- Exercise prompt: Set down all of the entries below exactly, and omit the pictures.

═════ Source material ═════

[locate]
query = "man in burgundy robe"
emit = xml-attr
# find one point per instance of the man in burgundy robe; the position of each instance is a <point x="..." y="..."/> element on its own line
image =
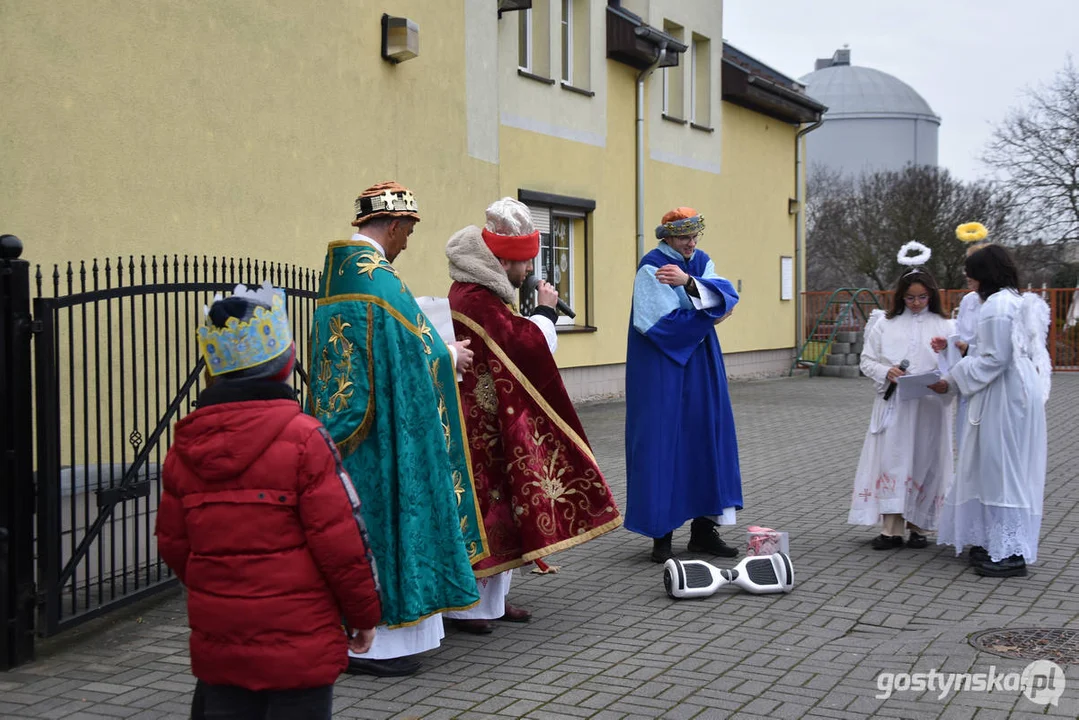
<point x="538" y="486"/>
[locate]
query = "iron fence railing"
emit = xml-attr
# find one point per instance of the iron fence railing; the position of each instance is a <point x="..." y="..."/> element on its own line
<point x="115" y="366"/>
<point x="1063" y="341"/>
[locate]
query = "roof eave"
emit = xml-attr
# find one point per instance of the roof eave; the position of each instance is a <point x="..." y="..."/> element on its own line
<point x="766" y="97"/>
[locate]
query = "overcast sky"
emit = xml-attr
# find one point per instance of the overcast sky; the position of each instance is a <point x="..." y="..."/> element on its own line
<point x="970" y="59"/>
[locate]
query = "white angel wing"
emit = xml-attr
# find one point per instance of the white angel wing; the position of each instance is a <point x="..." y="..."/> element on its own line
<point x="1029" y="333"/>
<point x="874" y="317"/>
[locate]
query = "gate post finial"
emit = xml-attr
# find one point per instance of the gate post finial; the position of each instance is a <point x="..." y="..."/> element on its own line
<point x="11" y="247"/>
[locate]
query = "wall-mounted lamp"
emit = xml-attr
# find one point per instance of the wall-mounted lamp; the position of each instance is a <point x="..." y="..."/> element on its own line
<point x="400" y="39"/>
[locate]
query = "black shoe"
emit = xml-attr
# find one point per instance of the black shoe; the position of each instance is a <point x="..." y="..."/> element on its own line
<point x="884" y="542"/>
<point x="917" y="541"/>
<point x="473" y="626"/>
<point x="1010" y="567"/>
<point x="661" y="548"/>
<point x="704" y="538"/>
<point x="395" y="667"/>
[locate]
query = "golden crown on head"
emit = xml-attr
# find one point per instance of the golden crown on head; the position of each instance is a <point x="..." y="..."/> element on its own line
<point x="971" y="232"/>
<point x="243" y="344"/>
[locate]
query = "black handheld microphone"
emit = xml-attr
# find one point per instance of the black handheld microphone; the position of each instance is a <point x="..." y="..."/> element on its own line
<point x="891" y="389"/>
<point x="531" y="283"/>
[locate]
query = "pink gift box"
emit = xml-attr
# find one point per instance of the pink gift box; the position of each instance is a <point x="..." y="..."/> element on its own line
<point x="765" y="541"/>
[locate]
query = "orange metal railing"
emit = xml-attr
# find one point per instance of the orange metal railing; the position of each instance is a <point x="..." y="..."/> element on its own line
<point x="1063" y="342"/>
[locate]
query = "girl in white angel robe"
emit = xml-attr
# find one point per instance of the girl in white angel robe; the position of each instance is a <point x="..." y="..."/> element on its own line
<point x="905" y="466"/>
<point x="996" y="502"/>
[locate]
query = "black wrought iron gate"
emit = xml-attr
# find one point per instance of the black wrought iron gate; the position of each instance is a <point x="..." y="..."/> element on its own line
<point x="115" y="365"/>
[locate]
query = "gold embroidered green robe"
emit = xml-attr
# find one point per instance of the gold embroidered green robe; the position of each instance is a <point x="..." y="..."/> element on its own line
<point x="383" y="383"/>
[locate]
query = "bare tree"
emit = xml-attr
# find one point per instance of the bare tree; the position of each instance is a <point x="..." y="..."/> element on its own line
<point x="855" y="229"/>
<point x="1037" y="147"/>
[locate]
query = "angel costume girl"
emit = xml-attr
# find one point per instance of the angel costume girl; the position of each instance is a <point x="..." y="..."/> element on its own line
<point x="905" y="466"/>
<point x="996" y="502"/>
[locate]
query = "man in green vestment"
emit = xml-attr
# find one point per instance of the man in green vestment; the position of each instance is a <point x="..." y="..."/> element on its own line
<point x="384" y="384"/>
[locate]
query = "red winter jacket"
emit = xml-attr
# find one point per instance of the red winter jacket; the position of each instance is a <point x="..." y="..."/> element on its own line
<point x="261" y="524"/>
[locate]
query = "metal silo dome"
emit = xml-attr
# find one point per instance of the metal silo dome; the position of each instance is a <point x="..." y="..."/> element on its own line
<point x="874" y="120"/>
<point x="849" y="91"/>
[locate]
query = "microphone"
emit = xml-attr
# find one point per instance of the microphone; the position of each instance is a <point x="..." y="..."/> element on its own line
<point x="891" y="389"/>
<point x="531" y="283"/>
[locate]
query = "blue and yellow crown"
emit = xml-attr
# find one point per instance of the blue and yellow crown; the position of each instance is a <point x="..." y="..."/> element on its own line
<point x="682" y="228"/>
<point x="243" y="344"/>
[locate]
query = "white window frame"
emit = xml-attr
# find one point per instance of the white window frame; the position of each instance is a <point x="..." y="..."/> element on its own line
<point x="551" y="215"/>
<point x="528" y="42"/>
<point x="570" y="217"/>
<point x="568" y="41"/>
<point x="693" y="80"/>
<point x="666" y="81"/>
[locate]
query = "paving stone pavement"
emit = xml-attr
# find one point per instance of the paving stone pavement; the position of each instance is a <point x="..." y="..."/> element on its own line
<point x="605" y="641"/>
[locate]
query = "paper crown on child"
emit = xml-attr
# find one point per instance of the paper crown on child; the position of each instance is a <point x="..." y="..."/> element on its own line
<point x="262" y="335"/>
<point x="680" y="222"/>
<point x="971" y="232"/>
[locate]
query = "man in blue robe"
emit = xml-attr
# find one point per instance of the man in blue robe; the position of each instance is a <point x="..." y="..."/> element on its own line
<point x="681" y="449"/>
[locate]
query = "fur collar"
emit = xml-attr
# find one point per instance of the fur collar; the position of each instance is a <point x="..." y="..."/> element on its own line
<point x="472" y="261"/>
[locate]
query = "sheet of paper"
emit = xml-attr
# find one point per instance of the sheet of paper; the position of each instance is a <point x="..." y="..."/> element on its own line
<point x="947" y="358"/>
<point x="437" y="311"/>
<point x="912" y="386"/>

═════

- Solution:
[locate]
query = "man in burgundy robe"
emit = xml-attr
# find one point per instance of the man in burgundy robe; the position of each instance is a <point x="..." y="..."/> element on its own line
image =
<point x="538" y="486"/>
[locate]
query = "iron fence railing"
emit = xml-attr
# find one point per instance of the iron fence railing; the position of each instance is a <point x="..." y="..."/> element on its own line
<point x="115" y="366"/>
<point x="1063" y="341"/>
[locate]
query = "roof eave"
emit = xml-attr
# find one point per instance of the roof eave; the position of each instance is a <point x="..." y="..."/> element on its own line
<point x="766" y="97"/>
[locate]
query = "overcast sky"
emit = xml-attr
# find one point per instance of the overcast sky; the position of each instance is a <point x="..." y="..."/> element on its own line
<point x="970" y="59"/>
[locate]
query = "white angel wing"
emit = xml-attr
# find one point per instance of the white angel wing; the position of each instance is a <point x="..." y="..."/> element on its own line
<point x="1029" y="333"/>
<point x="874" y="317"/>
[locate]
query = "gate post finial"
emit = xml-attr
# find one point per instance of the gate post finial; the position of each instance is a <point x="..." y="..."/> element on its own line
<point x="11" y="247"/>
[locate]
query = "wall-mounted lamp"
emit = xml-attr
# find one point per instance of the wall-mounted lamp; the position of each instance is a <point x="..." y="..."/> element on its own line
<point x="400" y="39"/>
[locate]
query = "black shoe"
emit = xml-attr
# find one point per instance of the black shoe; the position of each instance is a <point x="..." y="..."/> element on its own line
<point x="884" y="542"/>
<point x="917" y="541"/>
<point x="473" y="626"/>
<point x="1010" y="567"/>
<point x="661" y="548"/>
<point x="704" y="538"/>
<point x="395" y="667"/>
[locate]
query = "golden crown on head"
emit = xml-attr
# find one point per instance of the golden crown on head; the position of each instance is a <point x="..." y="..."/> element on its own line
<point x="971" y="232"/>
<point x="243" y="344"/>
[locate]
query = "black handheld microphone"
emit = xml-attr
# find one point per instance of the black handheld microphone; the position of each instance is a <point x="..." y="..."/> element on its own line
<point x="891" y="389"/>
<point x="531" y="283"/>
[locate]
query = "pink gift box"
emit = xml-attr
# find one point per instance of the pink gift box; the position of each instance is a <point x="..." y="..."/> element on its own line
<point x="765" y="541"/>
[locate]
query = "orange metal railing"
emit = xml-attr
# find one point per instance of the orange metal railing; the position of each instance is a <point x="..." y="..."/> element on its own line
<point x="1063" y="342"/>
[locate]
query = "girl in white angel robe"
emit = xml-attr
# find one point per instance of the girl in white angel robe; the position of each instance is a <point x="..." y="..."/> element on its own line
<point x="905" y="466"/>
<point x="996" y="502"/>
[locate]
query = "black wrought iron gate"
emit = xml-attr
# find one point per instance of the black wrought iron gate; the position of each instance is a <point x="..." y="..."/> element on its own line
<point x="115" y="365"/>
[locate]
query = "gold embroidered green robe"
emit = xml-attr
# find one point per instance of the gold embroidered green robe; the position of each instance is a <point x="..." y="..."/> element on its own line
<point x="383" y="383"/>
[locate]
query = "bare tree"
emit = xml-attr
# find one point per instance of the bare tree; the position of each instance is a <point x="..." y="..."/> element on its own line
<point x="855" y="229"/>
<point x="1037" y="147"/>
[locate]
query = "angel costume girl"
emit = xml-attr
# find one point per instance of the angel costume girl; the position of each instance is a <point x="..." y="..."/> element on its own line
<point x="905" y="466"/>
<point x="996" y="502"/>
[locate]
query = "man in green vestment"
emit = xml-attr
# find one point per instance of the man in green vestment; the position of each instance is a <point x="..." y="..."/> element on its own line
<point x="384" y="384"/>
[locate]
query = "red winter jacket"
emit = xml-attr
# find one point per instance of the red winter jacket; the position of each instance is a <point x="..." y="..."/> element on its own line
<point x="261" y="524"/>
[locate]
query = "metal silo dome"
emit = xml-attr
# find one point per instance of the metal silo dome; the position of each instance is a <point x="..." y="..."/> element on its own line
<point x="874" y="120"/>
<point x="849" y="91"/>
[locate]
query = "microphone"
emit = xml-attr
# find one point per instance of the microphone; the position of each instance is a <point x="..." y="..."/> element on its own line
<point x="891" y="389"/>
<point x="531" y="283"/>
[locate]
query = "blue and yellow crown"
emit = xml-attr
# find one point per instance of the blue and yellow crown; the position of each instance is a <point x="..." y="..."/> element on its own line
<point x="682" y="228"/>
<point x="243" y="344"/>
[locate]
query = "white window frame"
emit = xml-attr
# find one point per instance of the white window frame; the position of each instance is a <point x="..." y="..."/> element on its own line
<point x="551" y="215"/>
<point x="528" y="42"/>
<point x="570" y="217"/>
<point x="568" y="41"/>
<point x="693" y="80"/>
<point x="666" y="81"/>
[locate]
query = "paving stone pavement"
emit = xml-attr
# find one point per instance of the paving stone pavement; the position of each instance is a <point x="..." y="..."/> element on its own line
<point x="605" y="641"/>
[locate]
query = "paper crown on child"
emit = xml-attr
# find one point per instance of the paper crown on child; the position of each instance is a <point x="..." y="..."/> element on its own line
<point x="262" y="335"/>
<point x="680" y="222"/>
<point x="971" y="232"/>
[locate]
query = "man in blue robe"
emit = xml-attr
# find one point per instance of the man in blue robe; the position of each instance is a <point x="..." y="..."/> element on its own line
<point x="681" y="449"/>
[locate]
query = "fur collar"
emit = xml-attr
# find one point per instance of the fur collar; the position of each instance is a <point x="..." y="..."/> element on its own line
<point x="472" y="261"/>
[locate]
query = "sheet of paper"
emit = xml-attr
# find one point per instance of the sheet of paper; the position of each instance is a <point x="..." y="..."/> element on its own line
<point x="947" y="358"/>
<point x="437" y="311"/>
<point x="912" y="386"/>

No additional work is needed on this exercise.